━━━━━ DATA SHOWN ━━━━━
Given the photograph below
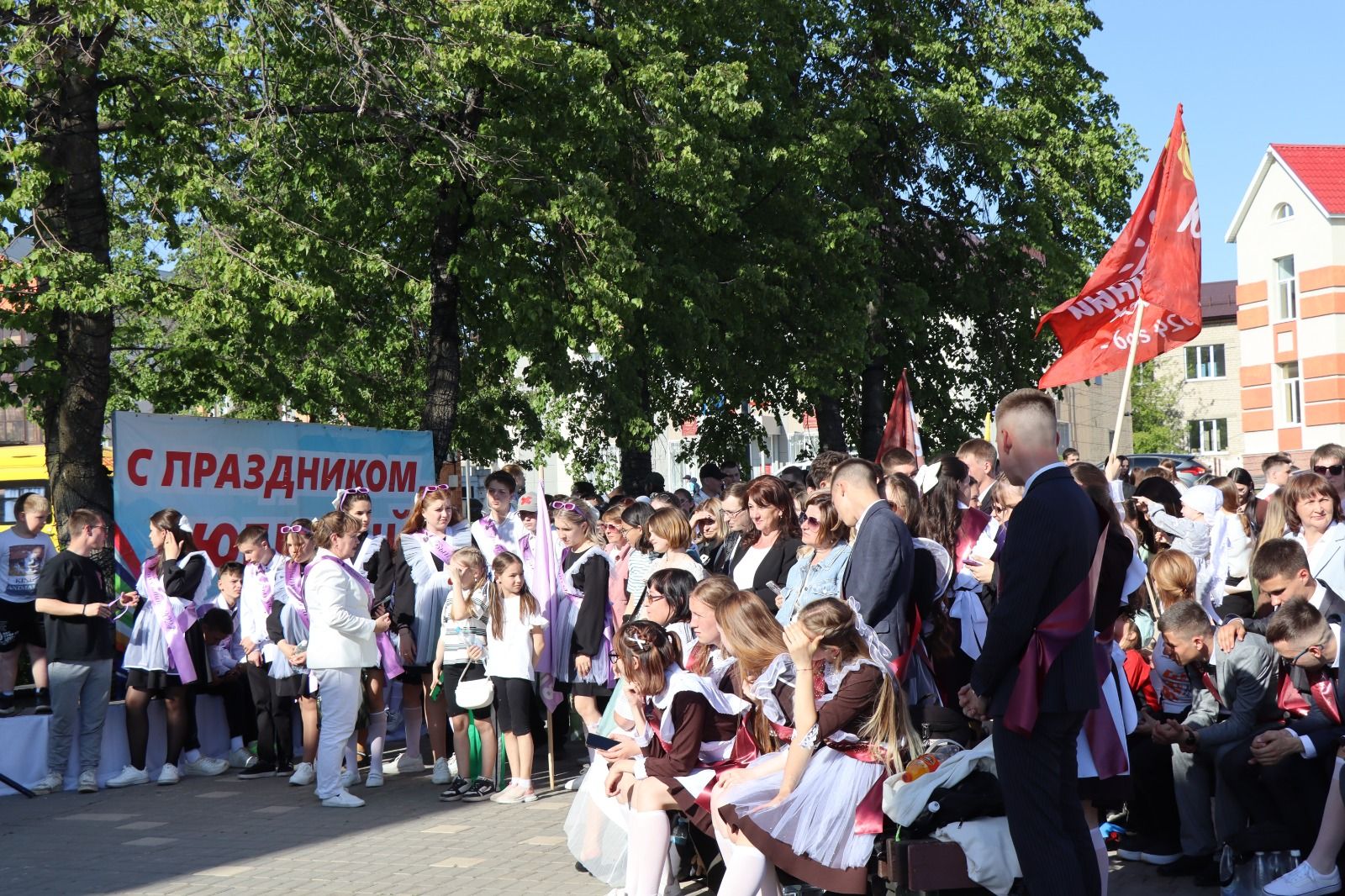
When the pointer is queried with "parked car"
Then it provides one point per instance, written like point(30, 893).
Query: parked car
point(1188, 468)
━━━━━
━━━━━ DATA SHOWN ━━━━━
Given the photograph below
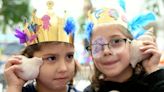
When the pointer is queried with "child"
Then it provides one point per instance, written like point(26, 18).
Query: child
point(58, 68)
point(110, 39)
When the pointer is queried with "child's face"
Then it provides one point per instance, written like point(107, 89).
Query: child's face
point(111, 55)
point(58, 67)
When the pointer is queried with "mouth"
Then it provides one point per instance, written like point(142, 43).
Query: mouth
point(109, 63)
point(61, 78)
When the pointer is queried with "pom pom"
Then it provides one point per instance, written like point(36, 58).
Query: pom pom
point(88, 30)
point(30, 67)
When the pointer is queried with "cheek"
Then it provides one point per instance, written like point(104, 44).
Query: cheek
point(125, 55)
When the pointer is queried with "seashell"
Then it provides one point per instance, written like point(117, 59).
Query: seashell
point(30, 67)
━━━━━
━━━━━ DATA SHOWN ━━━━━
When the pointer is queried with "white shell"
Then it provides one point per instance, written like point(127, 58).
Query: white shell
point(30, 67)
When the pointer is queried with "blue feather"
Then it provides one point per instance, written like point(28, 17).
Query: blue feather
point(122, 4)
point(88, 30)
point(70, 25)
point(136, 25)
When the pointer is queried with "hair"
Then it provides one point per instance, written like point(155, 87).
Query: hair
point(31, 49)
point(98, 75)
━━━━━
| REQUIRED WORK |
In the listing above, find each line containing "with" and copy it.

| ANSWER TO THIS EXERCISE |
When the pointer is queried with "parked car"
When the pointer is queried with "child"
When the pointer is queried with "child's face"
When the pointer is queried with "mouth"
When the pointer is queried with "pom pom"
When the pointer is queried with "cheek"
When the pointer is queried with "seashell"
When the pointer is queried with "white shell"
When the pointer is queried with "blue feather"
When the pointer is queried with "hair"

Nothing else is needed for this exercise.